(EXCERPT TO READ)
In addition, we have prepared a report that describes the scientific basis for the draft policy and the methods we used in developing the draft policy, including a literature review and discussion and a list of references. You can obtain a copy of this report by contacting the person listed under FOR FURTHER INFORMATION CONTACT at the beginning of this document. The report can also be viewed at any Animal Care Regional Office and in our comment reading room. The address for our comment reading room appears in the ADDRESSES section at the beginning of this document. Finally, the report is posted on the Animal Care home page at }http://www.aphis.usda.gov/ac/info.html.

We are seeking public comment on the content of the draft policy before we implement it. The draft policy is as follows:
Draft Policy on Environment Enhancement for the Psychological Well-Being of Nonhuman Primates

The regulations in 9 CFR 3.81 require that dealers, exhibitors, and research facilities develop, document and follow an appropriate plan for environment enhancement adequate to promote the psychological well-being of nonhuman primates, and that the plan be in accordance with currently accepted professional standards as cited in appropriate professional journals or reference guides and as directed by the attending veterinarian. We have developed this policy to clarify what we believe must be considered and included in an environment enhancement plan developed under §3.81 in order to meet the requirement of adequately promoting the psychological well-being of nonhuman primates. We have based this policy on a review of the available primate literature, professional journals and reference guides, and the collective experience of field inspectors, veterinarians, and primatologists.

Dealers, exhibitors, and research facilities who house nonhuman primates will meet the requirements of §3.81 if they develop and follow an environment enhancement plan (referred to below as “plan”) in accordance with this policy. If a plan is not developed in accordance with this policy, the plan may or may not meet the requirements of §3.81. If a dealer, exhibitor, or research facility wants assurance that an alternative plan (not in accordance with this policy) is in compliance with §3.81, they may request approval of the plan in writing from the Deputy Administrator of Animal Care.
(End EXCERPT TO READ)
(INFORMATION PROVIDED)
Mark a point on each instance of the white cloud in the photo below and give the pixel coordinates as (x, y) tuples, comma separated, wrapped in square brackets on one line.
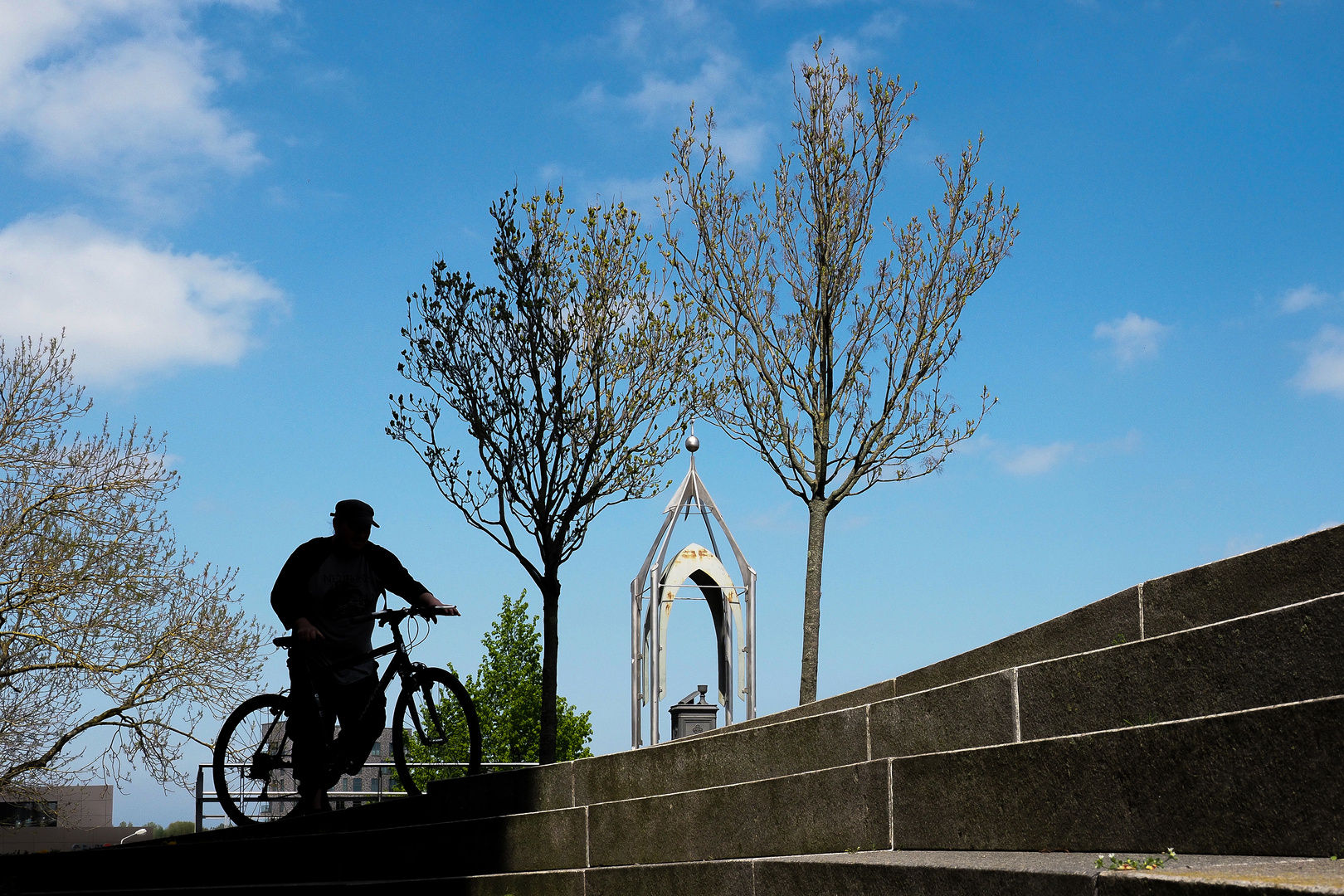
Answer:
(End INFORMATION PROVIDED)
• **LIST OF TASKS**
1: From the nonhuman primate policy notice, list every way it gives for obtaining or viewing the report on the scientific basis for the draft policy.
2: Extend the nonhuman primate policy notice, picking up after its final sentence about requesting written approval from the Deputy Administrator of Animal Care.

• **WRITTEN RESPONSES**
1:
- Contacting the person listed under FOR FURTHER INFORMATION CONTACT at the beginning of the document
- Viewing it at any Animal Care Regional Office
- Viewing it in the comment reading room, whose address appears in the ADDRESSES section
- Viewing it on the Animal Care home page at http://www.aphis.usda.gov/ac/info.html

2:
Based on our research, we have identified five elements that are critical to environments that adequately promote the psychological well-being of nonhuman primates:

A. Social Grouping

B. Social Needs of Infants

C. Structure and Substrate

D. Foraging Opportunities

E. Manipulanda

The remainder of this policy contains what we believe are the currently accepted professional standards to address these five critical elements, based on our research and review of the available literature, as explained above. The first two critical elements, Social Grouping and Social Needs of Infants, are a clarification of §3.81(a), which deals with the impact of social grouping on psychological well-being. Structure and Substrate, Foraging Opportunities, and Manipulanda are critical elements which clarify §3.81(b), Environmental Enrichment.

Facilities are encouraged to explore additional elements and innovations and to exceed what is in this policy.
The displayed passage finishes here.